From the line that contains "Exercise. Mark the concrete" through the closing line of the entries, write out each line exactly; pictures stay out.

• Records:
<<<<

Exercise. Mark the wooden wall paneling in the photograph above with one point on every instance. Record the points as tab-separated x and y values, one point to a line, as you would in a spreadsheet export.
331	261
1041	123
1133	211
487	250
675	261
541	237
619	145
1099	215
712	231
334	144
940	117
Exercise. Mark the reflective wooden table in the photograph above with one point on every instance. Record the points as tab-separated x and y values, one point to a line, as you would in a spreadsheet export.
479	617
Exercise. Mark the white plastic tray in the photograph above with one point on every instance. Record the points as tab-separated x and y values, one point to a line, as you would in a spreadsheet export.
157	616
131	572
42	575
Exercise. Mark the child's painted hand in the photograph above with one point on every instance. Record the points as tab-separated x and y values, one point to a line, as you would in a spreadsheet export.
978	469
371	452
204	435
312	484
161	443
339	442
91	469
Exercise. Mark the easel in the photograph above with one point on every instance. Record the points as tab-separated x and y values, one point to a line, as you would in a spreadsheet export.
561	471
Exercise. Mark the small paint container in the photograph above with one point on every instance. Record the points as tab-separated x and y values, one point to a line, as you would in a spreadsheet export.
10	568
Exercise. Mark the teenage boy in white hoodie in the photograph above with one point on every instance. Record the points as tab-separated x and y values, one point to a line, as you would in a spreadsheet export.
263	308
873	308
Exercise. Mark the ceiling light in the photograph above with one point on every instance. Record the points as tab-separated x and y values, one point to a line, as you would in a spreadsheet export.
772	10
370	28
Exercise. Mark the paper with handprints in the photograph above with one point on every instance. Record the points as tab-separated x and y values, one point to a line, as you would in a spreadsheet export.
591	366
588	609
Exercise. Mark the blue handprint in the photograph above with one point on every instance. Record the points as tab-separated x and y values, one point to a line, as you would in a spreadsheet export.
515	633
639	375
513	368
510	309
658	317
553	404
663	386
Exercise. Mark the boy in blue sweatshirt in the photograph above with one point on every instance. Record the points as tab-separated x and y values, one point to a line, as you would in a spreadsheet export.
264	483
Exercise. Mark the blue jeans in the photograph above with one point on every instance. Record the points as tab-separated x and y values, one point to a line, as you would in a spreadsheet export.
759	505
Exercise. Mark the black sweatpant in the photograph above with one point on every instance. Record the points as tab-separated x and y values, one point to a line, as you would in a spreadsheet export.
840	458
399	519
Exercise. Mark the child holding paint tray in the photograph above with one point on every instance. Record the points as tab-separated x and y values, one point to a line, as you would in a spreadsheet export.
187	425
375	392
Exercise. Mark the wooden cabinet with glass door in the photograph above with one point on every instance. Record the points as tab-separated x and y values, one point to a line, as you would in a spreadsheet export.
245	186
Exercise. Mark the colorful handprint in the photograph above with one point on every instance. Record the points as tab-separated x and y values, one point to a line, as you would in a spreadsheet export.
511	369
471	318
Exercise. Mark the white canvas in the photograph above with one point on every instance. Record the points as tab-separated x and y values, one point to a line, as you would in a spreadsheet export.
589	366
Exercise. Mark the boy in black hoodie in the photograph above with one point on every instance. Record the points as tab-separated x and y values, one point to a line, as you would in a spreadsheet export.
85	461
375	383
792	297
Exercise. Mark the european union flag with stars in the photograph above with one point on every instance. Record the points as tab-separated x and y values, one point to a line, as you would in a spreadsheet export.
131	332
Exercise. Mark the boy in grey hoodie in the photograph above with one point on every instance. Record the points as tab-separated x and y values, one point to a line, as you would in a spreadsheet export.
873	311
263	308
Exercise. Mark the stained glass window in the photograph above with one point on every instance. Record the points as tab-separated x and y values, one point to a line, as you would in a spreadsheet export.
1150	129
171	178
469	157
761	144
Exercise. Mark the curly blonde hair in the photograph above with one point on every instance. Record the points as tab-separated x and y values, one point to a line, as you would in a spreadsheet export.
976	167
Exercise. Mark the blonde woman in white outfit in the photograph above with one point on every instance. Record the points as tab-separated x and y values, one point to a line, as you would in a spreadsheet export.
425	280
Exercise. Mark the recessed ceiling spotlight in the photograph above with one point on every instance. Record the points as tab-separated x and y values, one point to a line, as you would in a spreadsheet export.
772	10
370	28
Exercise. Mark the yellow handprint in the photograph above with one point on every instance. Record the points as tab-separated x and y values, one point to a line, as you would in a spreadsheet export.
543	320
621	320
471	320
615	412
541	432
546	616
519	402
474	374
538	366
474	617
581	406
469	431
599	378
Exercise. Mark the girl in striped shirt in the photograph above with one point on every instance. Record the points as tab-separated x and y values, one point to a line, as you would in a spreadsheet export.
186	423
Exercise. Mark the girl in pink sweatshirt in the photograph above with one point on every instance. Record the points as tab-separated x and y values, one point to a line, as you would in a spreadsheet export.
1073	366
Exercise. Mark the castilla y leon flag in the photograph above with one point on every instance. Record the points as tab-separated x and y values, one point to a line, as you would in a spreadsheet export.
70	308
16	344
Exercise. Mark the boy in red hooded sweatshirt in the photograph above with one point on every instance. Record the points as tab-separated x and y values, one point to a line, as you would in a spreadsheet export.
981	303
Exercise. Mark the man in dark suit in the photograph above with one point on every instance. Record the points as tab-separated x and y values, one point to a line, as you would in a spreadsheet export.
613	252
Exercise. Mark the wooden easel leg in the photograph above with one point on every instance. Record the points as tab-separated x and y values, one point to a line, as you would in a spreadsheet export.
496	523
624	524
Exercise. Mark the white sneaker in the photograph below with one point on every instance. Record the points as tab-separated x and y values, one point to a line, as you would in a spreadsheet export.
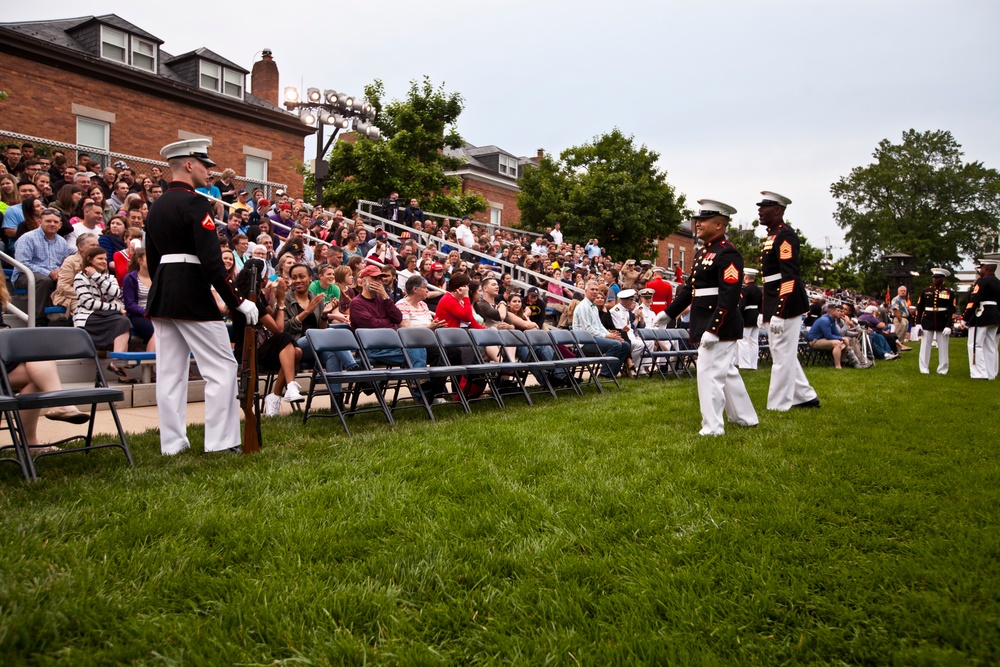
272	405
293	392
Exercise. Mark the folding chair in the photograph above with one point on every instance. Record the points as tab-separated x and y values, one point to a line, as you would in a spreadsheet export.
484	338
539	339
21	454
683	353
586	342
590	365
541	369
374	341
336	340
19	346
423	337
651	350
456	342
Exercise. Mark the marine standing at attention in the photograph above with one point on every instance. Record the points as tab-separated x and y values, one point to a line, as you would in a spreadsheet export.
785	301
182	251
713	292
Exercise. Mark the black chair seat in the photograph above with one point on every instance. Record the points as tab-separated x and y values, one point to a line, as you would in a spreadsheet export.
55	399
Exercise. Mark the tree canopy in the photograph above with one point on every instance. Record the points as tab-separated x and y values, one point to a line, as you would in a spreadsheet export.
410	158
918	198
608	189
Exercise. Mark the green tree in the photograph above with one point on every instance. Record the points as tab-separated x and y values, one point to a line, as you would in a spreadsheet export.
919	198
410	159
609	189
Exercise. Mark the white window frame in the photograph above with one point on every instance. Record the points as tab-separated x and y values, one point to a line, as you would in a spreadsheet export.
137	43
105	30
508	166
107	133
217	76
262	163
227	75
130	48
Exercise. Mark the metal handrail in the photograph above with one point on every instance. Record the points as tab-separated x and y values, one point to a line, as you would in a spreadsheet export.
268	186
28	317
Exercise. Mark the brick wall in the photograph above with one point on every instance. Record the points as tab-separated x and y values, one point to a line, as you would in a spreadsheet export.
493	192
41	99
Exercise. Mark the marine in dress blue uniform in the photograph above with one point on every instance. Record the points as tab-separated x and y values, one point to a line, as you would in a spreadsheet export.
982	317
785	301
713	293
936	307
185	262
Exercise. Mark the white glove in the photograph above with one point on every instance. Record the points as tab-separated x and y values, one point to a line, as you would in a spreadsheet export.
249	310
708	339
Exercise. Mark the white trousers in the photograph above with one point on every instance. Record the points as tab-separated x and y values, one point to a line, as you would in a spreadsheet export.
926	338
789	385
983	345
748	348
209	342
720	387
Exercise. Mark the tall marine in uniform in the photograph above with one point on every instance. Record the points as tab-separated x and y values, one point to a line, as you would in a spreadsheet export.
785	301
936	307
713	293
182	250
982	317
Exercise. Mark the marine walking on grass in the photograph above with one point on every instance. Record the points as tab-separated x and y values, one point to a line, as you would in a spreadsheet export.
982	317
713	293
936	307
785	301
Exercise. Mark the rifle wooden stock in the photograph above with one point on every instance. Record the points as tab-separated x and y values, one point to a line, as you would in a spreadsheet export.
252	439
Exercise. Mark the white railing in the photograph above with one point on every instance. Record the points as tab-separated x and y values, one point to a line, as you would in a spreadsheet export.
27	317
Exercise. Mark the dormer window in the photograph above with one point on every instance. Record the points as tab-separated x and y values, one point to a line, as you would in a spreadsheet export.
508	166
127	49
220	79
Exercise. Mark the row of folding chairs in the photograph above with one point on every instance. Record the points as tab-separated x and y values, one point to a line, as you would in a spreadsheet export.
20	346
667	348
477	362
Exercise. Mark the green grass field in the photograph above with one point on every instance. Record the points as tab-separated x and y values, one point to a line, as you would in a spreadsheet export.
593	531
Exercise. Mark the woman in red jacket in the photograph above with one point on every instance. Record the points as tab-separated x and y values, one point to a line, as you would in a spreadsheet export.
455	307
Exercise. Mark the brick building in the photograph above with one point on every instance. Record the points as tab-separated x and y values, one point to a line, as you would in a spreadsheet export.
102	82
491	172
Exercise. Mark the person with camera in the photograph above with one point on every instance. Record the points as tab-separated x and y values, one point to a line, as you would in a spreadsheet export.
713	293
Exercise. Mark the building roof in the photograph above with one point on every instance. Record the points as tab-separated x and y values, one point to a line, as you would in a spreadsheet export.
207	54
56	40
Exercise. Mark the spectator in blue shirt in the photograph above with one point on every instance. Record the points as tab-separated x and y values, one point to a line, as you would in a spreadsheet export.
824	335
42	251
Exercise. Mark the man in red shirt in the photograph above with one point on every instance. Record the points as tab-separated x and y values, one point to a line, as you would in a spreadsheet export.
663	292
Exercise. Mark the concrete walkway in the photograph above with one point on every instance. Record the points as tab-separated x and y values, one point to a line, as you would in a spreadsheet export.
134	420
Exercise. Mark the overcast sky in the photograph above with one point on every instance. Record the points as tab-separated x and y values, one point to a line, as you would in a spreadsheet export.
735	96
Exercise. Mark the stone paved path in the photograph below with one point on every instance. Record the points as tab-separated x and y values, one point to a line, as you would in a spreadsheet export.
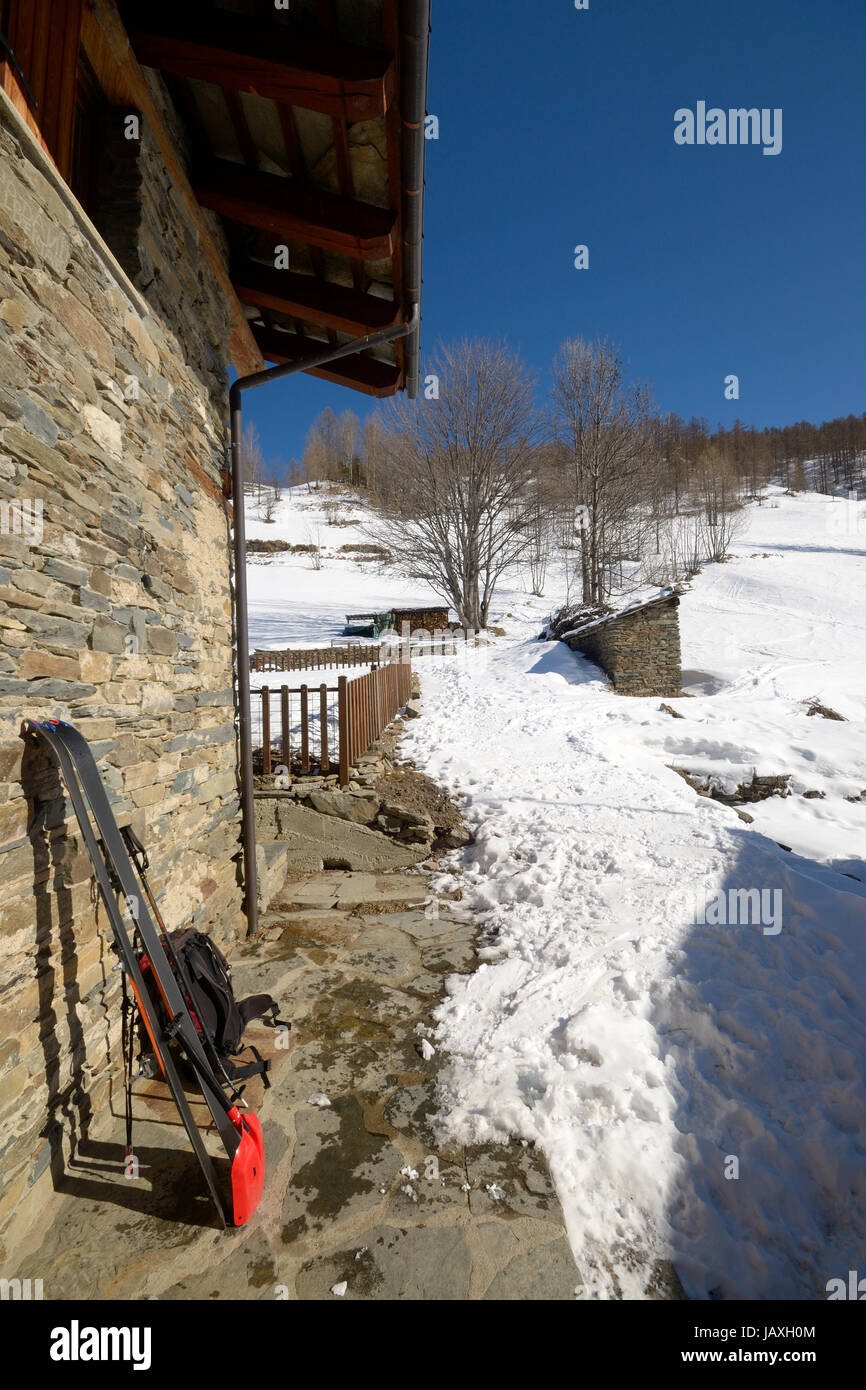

>>>>

• Result for this task:
Exercise. Mark the concrete walkway in the photograph above with one point on every instance. Record the points as tab-separated x and y values, one point to a line, as you would in a spreadsheet export.
134	420
Exercise. Mark the overcast sky in the photograph above with one point on every instance. Record the points as tab-separated x and y values, one point to a line, as you would in a spreadsheet export.
735	96
Exercise. Mark the stone paved path in the photograph below with one point on every instance. Record the points as tab-separated x and y values, one point to a line, as you would in a spreadsheet export.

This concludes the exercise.